PROBLEM DETAILS |
Starting at the row that contains "the arched doorway." and ending at the last of the rows below, render those rows as a numbered list, omitting any blank lines.

..............................

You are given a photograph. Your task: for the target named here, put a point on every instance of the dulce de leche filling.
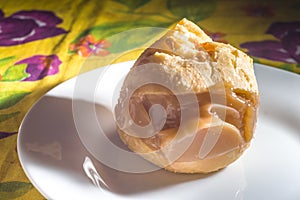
(221, 115)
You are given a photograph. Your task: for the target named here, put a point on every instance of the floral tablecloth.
(43, 43)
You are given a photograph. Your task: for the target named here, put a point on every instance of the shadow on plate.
(51, 141)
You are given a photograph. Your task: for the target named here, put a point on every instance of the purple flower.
(39, 66)
(26, 26)
(285, 49)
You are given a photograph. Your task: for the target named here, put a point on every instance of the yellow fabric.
(232, 21)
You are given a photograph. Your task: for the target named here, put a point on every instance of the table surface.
(45, 43)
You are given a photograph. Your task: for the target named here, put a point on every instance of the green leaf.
(15, 73)
(133, 4)
(129, 40)
(14, 189)
(4, 117)
(10, 98)
(191, 9)
(127, 35)
(6, 60)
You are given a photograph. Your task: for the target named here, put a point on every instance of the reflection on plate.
(53, 156)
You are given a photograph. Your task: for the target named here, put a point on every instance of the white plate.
(52, 154)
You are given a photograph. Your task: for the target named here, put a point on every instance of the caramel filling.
(227, 109)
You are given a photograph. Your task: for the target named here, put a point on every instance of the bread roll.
(208, 102)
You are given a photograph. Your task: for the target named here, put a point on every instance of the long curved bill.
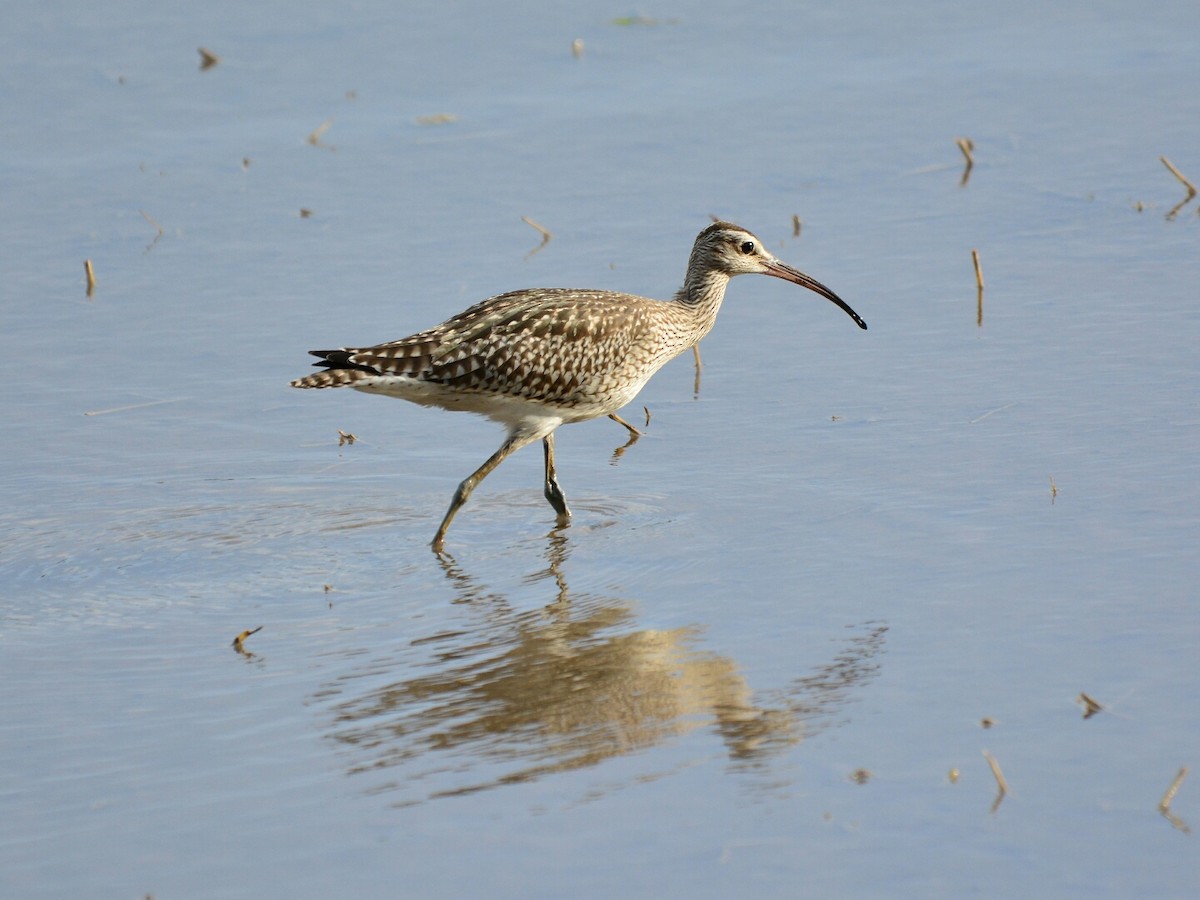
(783, 270)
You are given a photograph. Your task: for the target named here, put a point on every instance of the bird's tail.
(330, 378)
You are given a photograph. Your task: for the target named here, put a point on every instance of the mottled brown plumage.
(541, 358)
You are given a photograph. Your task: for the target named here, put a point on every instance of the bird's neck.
(702, 295)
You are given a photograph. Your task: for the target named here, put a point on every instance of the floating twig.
(993, 412)
(240, 639)
(1001, 784)
(133, 406)
(208, 59)
(967, 147)
(1192, 189)
(545, 234)
(1164, 805)
(975, 261)
(159, 231)
(315, 137)
(1091, 706)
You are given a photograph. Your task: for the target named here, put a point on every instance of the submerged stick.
(975, 261)
(240, 639)
(1164, 805)
(967, 147)
(1000, 780)
(135, 406)
(1192, 189)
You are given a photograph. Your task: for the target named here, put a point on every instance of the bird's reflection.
(519, 694)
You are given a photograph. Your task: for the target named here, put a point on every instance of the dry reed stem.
(133, 406)
(545, 234)
(996, 773)
(967, 147)
(240, 639)
(1164, 805)
(1091, 706)
(975, 261)
(1192, 189)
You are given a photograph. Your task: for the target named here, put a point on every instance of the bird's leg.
(634, 432)
(553, 492)
(515, 442)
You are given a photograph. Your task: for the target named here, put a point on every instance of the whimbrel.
(546, 357)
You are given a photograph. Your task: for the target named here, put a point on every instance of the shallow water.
(777, 622)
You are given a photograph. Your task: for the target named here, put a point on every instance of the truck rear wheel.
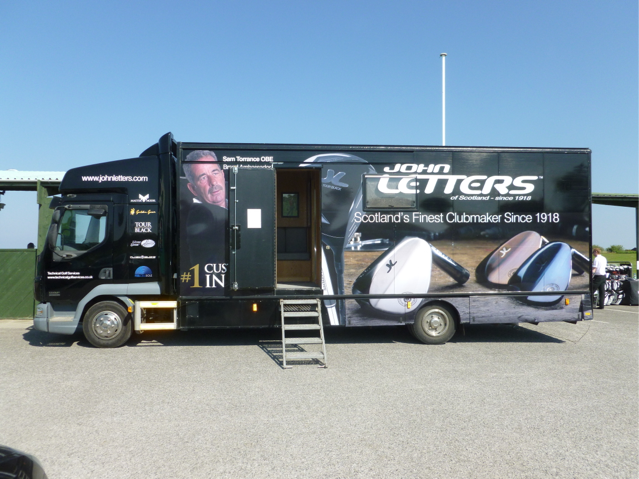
(434, 324)
(107, 325)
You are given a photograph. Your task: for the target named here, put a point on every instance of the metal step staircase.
(302, 315)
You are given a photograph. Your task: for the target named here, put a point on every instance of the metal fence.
(17, 271)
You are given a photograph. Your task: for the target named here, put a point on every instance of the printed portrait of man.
(206, 178)
(207, 218)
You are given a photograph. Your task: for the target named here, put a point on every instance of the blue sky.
(86, 82)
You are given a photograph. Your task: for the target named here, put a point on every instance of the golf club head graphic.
(501, 264)
(404, 269)
(378, 244)
(341, 201)
(548, 269)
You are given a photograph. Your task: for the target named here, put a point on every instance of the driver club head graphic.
(548, 269)
(502, 263)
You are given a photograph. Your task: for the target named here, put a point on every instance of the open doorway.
(298, 227)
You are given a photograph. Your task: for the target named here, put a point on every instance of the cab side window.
(80, 230)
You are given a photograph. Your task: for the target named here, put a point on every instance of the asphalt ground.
(554, 400)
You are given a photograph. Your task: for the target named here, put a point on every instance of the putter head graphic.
(501, 264)
(378, 244)
(548, 269)
(341, 201)
(404, 269)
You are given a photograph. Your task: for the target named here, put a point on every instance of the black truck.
(216, 235)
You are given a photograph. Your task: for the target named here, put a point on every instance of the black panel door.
(252, 228)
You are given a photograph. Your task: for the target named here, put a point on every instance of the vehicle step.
(305, 355)
(300, 327)
(303, 340)
(299, 301)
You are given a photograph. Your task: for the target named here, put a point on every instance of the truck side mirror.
(96, 211)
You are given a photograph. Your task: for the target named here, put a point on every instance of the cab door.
(252, 229)
(81, 251)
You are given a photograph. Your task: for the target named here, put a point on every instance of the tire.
(434, 324)
(107, 325)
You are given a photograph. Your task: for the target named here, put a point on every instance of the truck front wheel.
(434, 324)
(107, 325)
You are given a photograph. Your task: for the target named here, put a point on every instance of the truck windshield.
(79, 231)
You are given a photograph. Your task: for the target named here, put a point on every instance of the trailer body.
(211, 235)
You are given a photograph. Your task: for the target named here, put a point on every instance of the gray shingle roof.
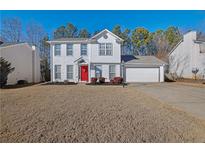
(71, 39)
(200, 37)
(142, 60)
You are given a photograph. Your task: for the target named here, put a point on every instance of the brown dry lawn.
(81, 113)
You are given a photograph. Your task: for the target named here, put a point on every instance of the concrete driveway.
(186, 97)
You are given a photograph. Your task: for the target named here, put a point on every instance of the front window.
(69, 49)
(69, 71)
(105, 49)
(57, 71)
(111, 71)
(98, 71)
(57, 50)
(83, 49)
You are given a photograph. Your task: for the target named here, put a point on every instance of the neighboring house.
(187, 56)
(25, 59)
(80, 59)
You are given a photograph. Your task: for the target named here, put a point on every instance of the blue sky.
(95, 20)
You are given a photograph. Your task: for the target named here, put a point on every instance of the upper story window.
(69, 50)
(57, 71)
(57, 50)
(105, 49)
(83, 49)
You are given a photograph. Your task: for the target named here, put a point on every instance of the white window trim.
(81, 49)
(55, 50)
(67, 49)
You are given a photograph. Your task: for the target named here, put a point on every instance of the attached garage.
(143, 69)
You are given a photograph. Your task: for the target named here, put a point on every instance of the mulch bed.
(17, 86)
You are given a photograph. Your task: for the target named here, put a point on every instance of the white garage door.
(142, 74)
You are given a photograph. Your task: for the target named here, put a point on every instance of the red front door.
(84, 73)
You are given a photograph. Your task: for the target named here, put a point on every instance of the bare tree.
(11, 30)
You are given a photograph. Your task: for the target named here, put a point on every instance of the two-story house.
(80, 59)
(188, 56)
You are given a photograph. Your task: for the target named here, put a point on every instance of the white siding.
(187, 56)
(92, 57)
(115, 58)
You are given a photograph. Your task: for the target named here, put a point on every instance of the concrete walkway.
(187, 97)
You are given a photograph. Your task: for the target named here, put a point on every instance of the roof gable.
(106, 31)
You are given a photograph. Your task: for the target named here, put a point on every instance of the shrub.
(94, 80)
(101, 79)
(117, 80)
(22, 82)
(5, 69)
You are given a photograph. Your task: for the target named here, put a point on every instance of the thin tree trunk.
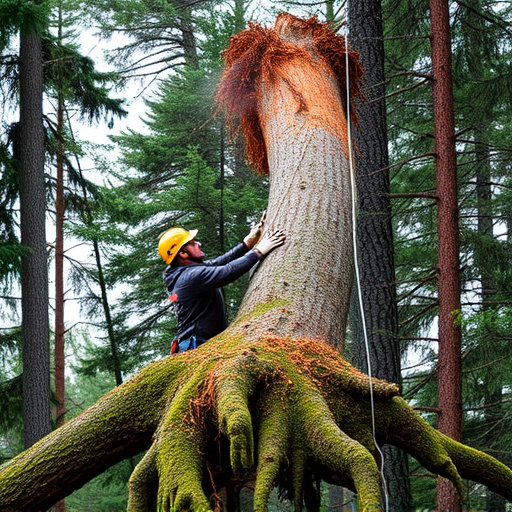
(375, 234)
(34, 280)
(60, 207)
(304, 161)
(59, 271)
(494, 416)
(449, 357)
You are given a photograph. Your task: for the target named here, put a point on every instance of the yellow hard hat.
(172, 240)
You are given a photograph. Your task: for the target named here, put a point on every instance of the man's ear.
(183, 254)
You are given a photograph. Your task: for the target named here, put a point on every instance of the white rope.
(353, 191)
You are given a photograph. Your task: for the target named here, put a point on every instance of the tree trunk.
(449, 356)
(266, 402)
(374, 233)
(34, 281)
(59, 356)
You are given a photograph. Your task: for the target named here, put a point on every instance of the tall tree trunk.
(449, 356)
(494, 414)
(59, 355)
(309, 177)
(60, 208)
(374, 233)
(34, 280)
(88, 219)
(266, 397)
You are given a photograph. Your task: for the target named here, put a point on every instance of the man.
(194, 284)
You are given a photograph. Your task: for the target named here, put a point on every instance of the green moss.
(297, 400)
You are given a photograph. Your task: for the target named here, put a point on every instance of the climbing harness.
(353, 191)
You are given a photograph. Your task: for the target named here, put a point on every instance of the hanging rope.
(353, 192)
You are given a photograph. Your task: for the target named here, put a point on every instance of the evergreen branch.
(491, 19)
(435, 303)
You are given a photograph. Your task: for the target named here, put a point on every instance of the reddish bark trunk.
(449, 357)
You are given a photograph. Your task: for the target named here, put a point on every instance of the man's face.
(193, 249)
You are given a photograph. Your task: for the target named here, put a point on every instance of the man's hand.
(270, 241)
(252, 238)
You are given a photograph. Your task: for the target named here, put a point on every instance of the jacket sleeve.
(206, 277)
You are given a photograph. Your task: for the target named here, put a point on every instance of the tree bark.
(374, 231)
(266, 402)
(449, 356)
(34, 280)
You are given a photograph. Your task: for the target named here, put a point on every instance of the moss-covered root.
(338, 452)
(409, 431)
(480, 467)
(273, 445)
(179, 455)
(235, 381)
(143, 484)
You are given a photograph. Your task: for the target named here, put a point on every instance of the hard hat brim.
(191, 235)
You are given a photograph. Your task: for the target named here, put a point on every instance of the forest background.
(107, 202)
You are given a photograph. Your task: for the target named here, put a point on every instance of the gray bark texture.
(34, 274)
(374, 233)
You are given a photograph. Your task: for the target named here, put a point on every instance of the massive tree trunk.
(374, 231)
(267, 402)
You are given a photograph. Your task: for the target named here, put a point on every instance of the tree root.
(270, 412)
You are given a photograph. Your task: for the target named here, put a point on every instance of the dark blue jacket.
(195, 291)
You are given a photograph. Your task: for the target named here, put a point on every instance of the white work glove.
(252, 238)
(270, 241)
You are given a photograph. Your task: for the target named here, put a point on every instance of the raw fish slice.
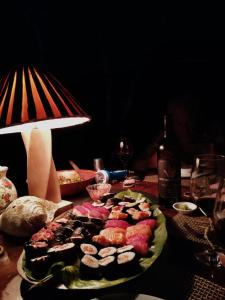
(103, 210)
(96, 214)
(150, 222)
(115, 236)
(141, 215)
(80, 210)
(118, 215)
(138, 229)
(140, 244)
(117, 223)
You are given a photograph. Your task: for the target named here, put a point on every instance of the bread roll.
(26, 215)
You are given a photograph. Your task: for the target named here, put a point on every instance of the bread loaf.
(26, 215)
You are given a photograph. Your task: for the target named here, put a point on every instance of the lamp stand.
(41, 173)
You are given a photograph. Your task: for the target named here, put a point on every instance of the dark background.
(123, 64)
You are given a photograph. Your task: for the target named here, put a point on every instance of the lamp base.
(42, 178)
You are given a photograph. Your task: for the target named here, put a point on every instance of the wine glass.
(207, 179)
(218, 222)
(124, 151)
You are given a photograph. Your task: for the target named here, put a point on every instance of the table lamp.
(33, 102)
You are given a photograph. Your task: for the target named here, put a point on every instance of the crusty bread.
(26, 215)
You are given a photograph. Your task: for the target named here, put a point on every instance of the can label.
(103, 176)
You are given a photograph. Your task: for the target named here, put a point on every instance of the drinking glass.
(124, 151)
(218, 220)
(206, 179)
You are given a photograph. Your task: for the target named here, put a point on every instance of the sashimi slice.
(117, 223)
(115, 236)
(137, 230)
(96, 214)
(150, 222)
(80, 210)
(103, 210)
(140, 243)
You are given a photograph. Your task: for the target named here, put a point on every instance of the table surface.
(170, 277)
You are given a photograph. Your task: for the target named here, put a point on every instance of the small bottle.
(104, 176)
(98, 164)
(169, 173)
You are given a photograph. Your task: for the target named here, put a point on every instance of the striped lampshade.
(32, 99)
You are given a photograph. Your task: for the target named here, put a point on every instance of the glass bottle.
(169, 166)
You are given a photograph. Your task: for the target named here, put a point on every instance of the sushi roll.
(89, 267)
(107, 196)
(77, 236)
(108, 267)
(107, 251)
(39, 266)
(35, 249)
(125, 249)
(98, 222)
(127, 263)
(88, 249)
(65, 252)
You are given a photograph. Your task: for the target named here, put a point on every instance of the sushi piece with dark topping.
(65, 252)
(107, 251)
(88, 249)
(89, 267)
(35, 249)
(39, 266)
(125, 248)
(128, 263)
(108, 267)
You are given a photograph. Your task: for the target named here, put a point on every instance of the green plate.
(69, 275)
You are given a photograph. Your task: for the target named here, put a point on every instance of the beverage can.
(98, 164)
(104, 176)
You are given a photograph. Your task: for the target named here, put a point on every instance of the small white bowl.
(184, 207)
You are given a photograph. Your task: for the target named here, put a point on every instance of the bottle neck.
(167, 126)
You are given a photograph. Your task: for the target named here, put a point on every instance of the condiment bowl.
(72, 183)
(184, 207)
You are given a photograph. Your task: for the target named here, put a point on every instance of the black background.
(121, 62)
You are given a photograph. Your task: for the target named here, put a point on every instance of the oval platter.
(69, 275)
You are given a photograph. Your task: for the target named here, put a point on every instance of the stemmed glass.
(124, 151)
(206, 184)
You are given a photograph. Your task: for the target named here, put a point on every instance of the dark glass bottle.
(169, 174)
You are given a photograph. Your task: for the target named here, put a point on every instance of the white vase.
(8, 191)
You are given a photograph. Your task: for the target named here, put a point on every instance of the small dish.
(96, 191)
(184, 207)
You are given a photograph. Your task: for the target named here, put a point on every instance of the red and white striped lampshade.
(32, 99)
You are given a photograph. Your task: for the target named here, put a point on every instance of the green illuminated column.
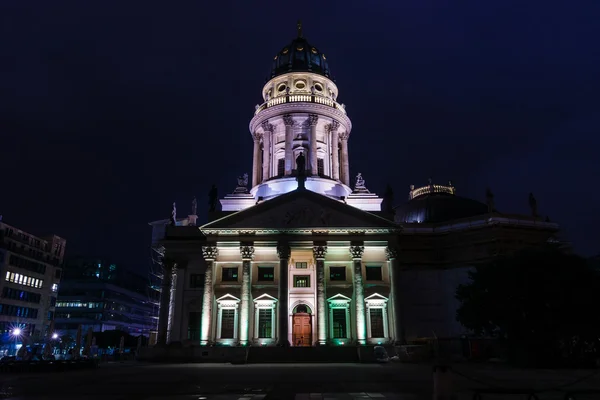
(392, 256)
(319, 253)
(210, 255)
(283, 250)
(247, 255)
(359, 295)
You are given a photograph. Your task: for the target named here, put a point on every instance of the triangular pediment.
(376, 297)
(339, 297)
(265, 298)
(228, 298)
(300, 209)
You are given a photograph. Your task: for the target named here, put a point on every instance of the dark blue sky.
(111, 110)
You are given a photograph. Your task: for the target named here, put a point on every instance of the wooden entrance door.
(302, 332)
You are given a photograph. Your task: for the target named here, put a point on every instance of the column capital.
(391, 253)
(288, 120)
(356, 252)
(210, 253)
(247, 252)
(283, 251)
(257, 137)
(267, 127)
(319, 252)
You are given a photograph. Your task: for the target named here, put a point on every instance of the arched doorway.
(302, 326)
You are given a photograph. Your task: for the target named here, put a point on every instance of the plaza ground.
(283, 381)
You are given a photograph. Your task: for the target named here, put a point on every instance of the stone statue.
(301, 164)
(174, 215)
(533, 205)
(213, 195)
(489, 197)
(194, 207)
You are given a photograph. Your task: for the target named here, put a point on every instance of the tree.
(540, 300)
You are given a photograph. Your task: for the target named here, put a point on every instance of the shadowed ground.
(280, 381)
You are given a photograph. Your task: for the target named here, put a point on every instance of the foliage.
(541, 300)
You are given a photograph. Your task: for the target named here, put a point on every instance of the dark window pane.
(265, 319)
(337, 273)
(229, 274)
(339, 323)
(266, 274)
(301, 281)
(376, 322)
(227, 323)
(374, 273)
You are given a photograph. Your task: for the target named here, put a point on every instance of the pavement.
(137, 381)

..............................

ANSWER TO THIS EXERCISE |
1. You are given a photograph. Your task: for the target named here, put a point on every instance of the arched doorway.
2. (302, 326)
3. You are given a photograph. Your task: for the target named here, put a point on every instance of the plaza ground.
4. (283, 381)
5. You are given a photograph. Your task: for the target named here, put a point on every instance of the stone statue.
6. (301, 164)
7. (174, 215)
8. (533, 205)
9. (213, 195)
10. (489, 197)
11. (194, 207)
12. You are given a photograph. Your task: for the target named here, put a point on every instance of the tree.
13. (540, 300)
14. You are given a photograph. Your task: for the target named here, put a point on every instance of the shadowed ground.
15. (280, 381)
16. You are given a photograph. Your task: for the target named here, put a point on every instance of the foliage.
17. (541, 300)
18. You are given a photograph. Your task: for the target named here, put a point on every instance of the dark window pane.
19. (265, 319)
20. (337, 273)
21. (229, 274)
22. (339, 323)
23. (266, 274)
24. (301, 281)
25. (376, 322)
26. (227, 323)
27. (374, 273)
28. You are given a photograph. Your task: for the target named here, put a point on every instance of the pavement.
29. (137, 381)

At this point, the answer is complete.